— Start of Listed records —

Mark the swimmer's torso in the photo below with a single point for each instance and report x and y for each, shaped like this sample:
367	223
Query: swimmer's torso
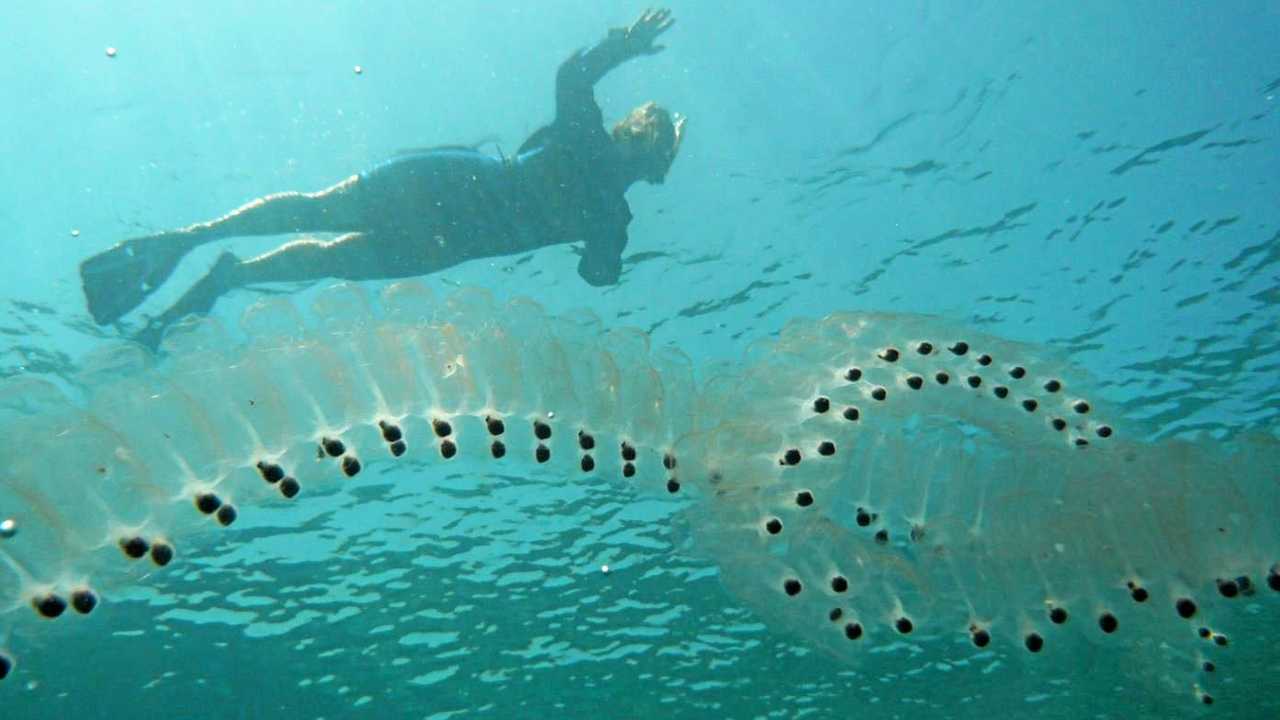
469	204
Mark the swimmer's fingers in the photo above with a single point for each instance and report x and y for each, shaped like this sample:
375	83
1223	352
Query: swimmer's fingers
644	31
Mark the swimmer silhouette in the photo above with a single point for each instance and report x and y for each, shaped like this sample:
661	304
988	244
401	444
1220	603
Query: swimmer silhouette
432	209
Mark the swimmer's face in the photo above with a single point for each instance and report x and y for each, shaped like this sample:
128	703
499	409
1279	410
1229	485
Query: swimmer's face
649	139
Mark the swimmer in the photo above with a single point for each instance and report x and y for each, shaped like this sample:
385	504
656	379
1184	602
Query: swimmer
430	209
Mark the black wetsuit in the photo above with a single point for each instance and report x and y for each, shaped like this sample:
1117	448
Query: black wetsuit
565	185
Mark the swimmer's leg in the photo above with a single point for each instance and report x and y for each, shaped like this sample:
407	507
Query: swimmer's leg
120	278
353	256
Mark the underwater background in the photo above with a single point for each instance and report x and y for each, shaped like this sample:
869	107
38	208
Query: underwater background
1101	177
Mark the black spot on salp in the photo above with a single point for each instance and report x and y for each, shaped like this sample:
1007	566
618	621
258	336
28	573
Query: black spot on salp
135	547
979	637
83	601
496	425
1228	588
351	465
333	447
270	472
542	431
1185	607
227	515
1246	586
391	432
161	552
208	502
1033	642
1107	623
442	428
49	605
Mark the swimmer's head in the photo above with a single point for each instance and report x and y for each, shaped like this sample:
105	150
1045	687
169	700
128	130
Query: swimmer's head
649	137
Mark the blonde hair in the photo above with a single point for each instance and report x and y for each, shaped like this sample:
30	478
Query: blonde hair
649	131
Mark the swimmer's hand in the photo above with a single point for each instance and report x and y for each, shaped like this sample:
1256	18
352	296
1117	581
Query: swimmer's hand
639	39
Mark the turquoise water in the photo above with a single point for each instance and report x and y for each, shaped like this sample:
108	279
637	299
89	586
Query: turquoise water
1098	178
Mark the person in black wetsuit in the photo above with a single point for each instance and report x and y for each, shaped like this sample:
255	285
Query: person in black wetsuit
432	209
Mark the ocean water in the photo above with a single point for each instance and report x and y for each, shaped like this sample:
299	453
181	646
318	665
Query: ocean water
1096	178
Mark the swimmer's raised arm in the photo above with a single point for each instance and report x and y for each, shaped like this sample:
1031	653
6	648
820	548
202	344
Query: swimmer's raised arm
577	76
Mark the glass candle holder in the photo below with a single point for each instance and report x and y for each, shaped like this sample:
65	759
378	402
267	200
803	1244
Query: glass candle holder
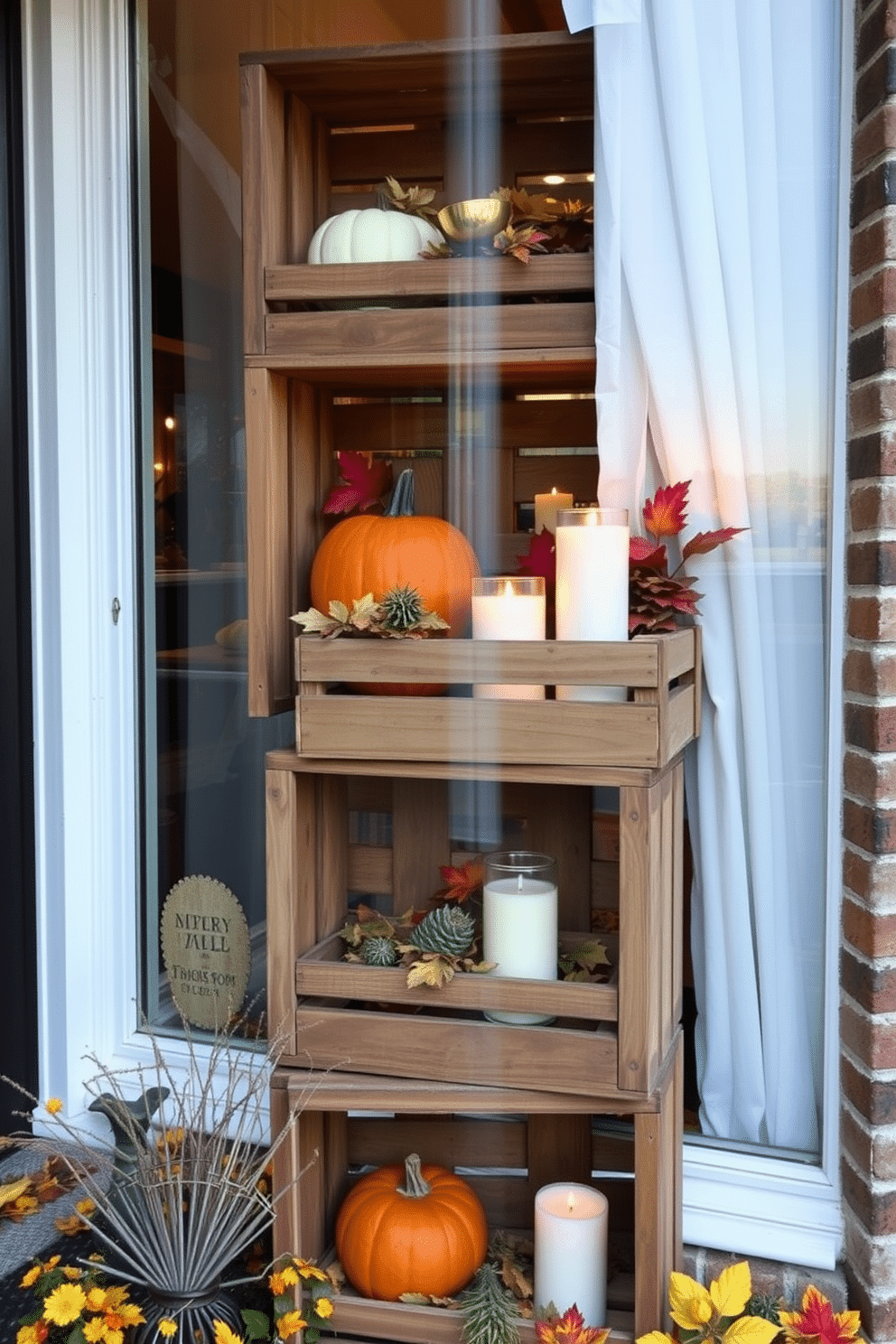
520	922
593	585
508	608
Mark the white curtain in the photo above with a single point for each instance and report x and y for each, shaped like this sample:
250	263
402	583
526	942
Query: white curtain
714	190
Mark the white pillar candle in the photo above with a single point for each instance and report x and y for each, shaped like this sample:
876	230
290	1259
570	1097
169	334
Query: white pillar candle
593	585
508	609
520	922
571	1250
547	509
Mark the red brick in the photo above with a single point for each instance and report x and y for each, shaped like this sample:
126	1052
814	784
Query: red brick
874	1209
879	1317
873	299
871	983
873	1098
873	879
872	404
872	934
871	727
874	31
871	779
874	137
872	244
872	562
872	454
871	671
882	1164
872	617
872	1258
872	506
856	1140
868	1038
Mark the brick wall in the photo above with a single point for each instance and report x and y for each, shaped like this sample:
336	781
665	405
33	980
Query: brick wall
868	949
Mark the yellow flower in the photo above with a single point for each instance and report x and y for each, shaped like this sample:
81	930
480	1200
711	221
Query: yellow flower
31	1335
223	1333
309	1270
65	1304
289	1322
689	1302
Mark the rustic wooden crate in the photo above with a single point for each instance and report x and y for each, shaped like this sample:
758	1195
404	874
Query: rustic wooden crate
508	1145
609	1041
319	132
662	716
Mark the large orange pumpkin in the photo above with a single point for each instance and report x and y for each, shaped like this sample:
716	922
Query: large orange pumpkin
377	553
411	1228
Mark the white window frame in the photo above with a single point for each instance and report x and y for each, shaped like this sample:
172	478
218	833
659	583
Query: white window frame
82	363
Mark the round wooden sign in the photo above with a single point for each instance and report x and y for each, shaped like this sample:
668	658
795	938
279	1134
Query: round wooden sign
204	947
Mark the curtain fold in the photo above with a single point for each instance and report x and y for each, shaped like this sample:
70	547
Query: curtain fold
714	231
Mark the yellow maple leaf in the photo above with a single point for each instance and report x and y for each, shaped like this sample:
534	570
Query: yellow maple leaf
432	971
689	1302
751	1330
13	1190
731	1291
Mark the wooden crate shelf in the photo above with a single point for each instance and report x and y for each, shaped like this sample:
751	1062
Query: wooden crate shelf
508	1144
662	716
607	1041
320	129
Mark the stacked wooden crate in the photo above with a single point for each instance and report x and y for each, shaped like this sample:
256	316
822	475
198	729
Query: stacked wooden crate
383	358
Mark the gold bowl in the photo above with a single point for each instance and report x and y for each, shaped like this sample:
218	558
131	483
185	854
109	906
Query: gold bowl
471	220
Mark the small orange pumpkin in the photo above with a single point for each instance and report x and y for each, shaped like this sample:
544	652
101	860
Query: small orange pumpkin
427	1236
377	553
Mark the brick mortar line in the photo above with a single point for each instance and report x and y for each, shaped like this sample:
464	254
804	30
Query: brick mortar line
882	1019
882	1076
888	1186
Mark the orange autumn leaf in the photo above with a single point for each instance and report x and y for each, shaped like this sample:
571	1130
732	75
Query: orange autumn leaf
818	1320
461	883
664	515
570	1330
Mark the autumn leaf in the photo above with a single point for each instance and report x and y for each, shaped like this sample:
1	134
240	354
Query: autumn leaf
542	558
432	971
570	1330
645	554
731	1291
363	481
751	1330
461	883
664	515
705	542
10	1192
817	1320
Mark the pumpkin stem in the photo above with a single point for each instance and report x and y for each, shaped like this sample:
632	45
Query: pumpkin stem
415	1184
402	501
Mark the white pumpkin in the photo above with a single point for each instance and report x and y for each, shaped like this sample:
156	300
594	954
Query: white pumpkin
371	236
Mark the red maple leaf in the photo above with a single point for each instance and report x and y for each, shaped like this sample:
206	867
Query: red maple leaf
461	883
705	542
568	1328
664	515
644	553
542	558
361	482
817	1320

— End of Listed records —

Copy the rows word for word, from the line containing "Mark the small" through the last line, including both ends.

Mark the small orange pumpkin in the photo above with a single point for each instance and report x and y for each, shaped like this sample:
544	652
101	860
Query: small orange pumpkin
427	1236
377	553
Mark the brick mortar line in the photo above with a single point for each instance and report x and y for each, shaped like this sample:
464	254
804	30
Query: brick mortar line
882	1019
882	1076
888	1186
Mark the orange autumn leaf in the photo above with a single point for each instance and report x and y for each, shaped like this sample:
571	1130
732	75
Query: orange autumn leaf
818	1320
461	883
664	515
570	1330
Mark the autumn leaf in the photo above with a single point for each instance and report x and y for each, shaped like this sample:
1	134
240	354
Query: autumn leaf
542	558
432	971
570	1330
645	554
731	1291
363	481
751	1330
461	883
664	515
705	542
10	1192
817	1320
Mark the pumpkin stem in the photo above with a single point for each instance and report x and y for each, shaped like this sample:
632	45
Query: pumpkin stem
415	1184
402	501
Mark the white pumpkin in the photo above with a single point for each instance and report x and y for each, shaped like this sample:
156	300
594	954
Query: white pumpkin
371	236
Mark the red maple leaf in the photo above with a single point for each instance and report x and y for each, shaped like this sample:
206	867
Query: red maple leaf
461	883
705	542
568	1328
664	515
644	553
542	558
361	482
817	1320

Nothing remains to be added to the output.